## SELECTED EXTRACT
*****

While I don't agree with some of the language here, particularly the use of the word "homo," I can see his point and if anything one can glean that perhaps while they seem to be more black and white on certain issues, the basic point is there that they're not completely savages. The impression that I always had before reading this encyclopedia is perhaps more ignorant than the ideas of some of the more extreme members. Before I read it, I had always pictured a bunch of mopey goth kids with very little to no personality, but turns out, a lot of them were just regular kids trying to be a little more extreme than the rest of us.

Another interesting quote that grabs my eye is from Manheim:

"I think people have a tendency to think that if you are into metal that's all that you are into," Manheim adds. "But that's a fan thing, if you talk to musicians, they have all kinds of influences behind them..."

The quote before this even cited Kraftwerk as an interest.

A quote from Mortiis:

"They were black metal parties, you know," recalls Mortiis. "The mood was okay, some people would be ass-drunk, others would sort of sulk in corners, everyone wanted to live up to something I suppose. I remember I drove a map needle into my arm until the bone stopped it and I heard Euro once drove a spike into his forehead. I also remember that I broke a beer bottle over my own head during one of those parties. A guy once came in waving a gun--he might have been a member of Abhorrent/Thyabhorrent--all kinds of shit could happen."

This next one is from Grutle of Enslaved:

"Obviously we have had some crazy ideas about this and that... some stupid or weird ideas about humanity," says Enslaved's Grutle Kjellson. "But generally we had beers and we laughed... we didn't sit there like this," he frowns and crosses his arms, "all the time."

The last few paragraphs were typed directly from the book. Had to go find it real quick, but if we're talking about the general scene, I think that some ideas could be gleaned from those paragraphs.


----------



## Demiurge (Jan 31, 2019)

*****

## COLLECTED DATA

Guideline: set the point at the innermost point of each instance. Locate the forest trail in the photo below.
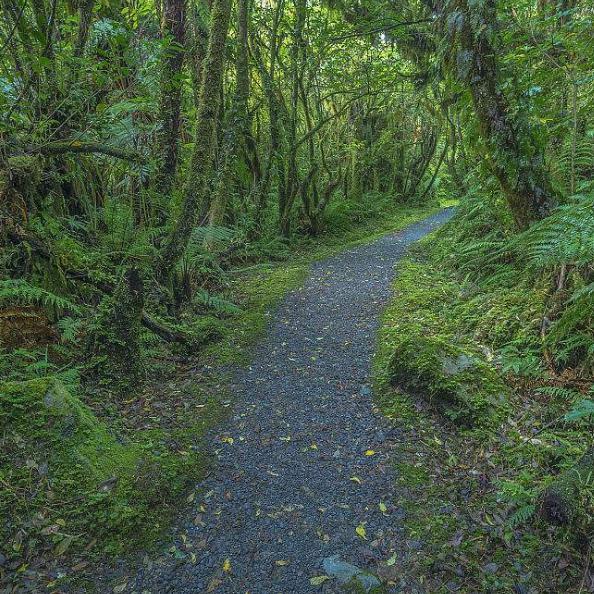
(303, 470)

*****

## WRITTEN REQUEST A
From the forum post on the black metal scene, extract the part that opens with the words containing "This next one" and closes with "(Jan 31, 2019)".
## WRITTEN REQUEST B
Using the forum post on the black metal scene, answer each question below.
(i) Which artist does the post say an earlier quote cited as an interest?
(ii) What did Mortiis drive into his arm at one of the parties?
(iii) Grutle Kjellson is a member of which band?

## PROBLEM SOLUTION A
This next one is from Grutle of Enslaved:

"Obviously we have had some crazy ideas about this and that... some stupid or weird ideas about humanity," says Enslaved's Grutle Kjellson. "But generally we had beers and we laughed... we didn't sit there like this," he frowns and crosses his arms, "all the time."

The last few paragraphs were typed directly from the book. Had to go find it real quick, but if we're talking about the general scene, I think that some ideas could be gleaned from those paragraphs.


----------



## Demiurge (Jan 31, 2019)

## PROBLEM SOLUTION B
(i) Kraftwerk
(ii) A map needle
(iii) Enslaved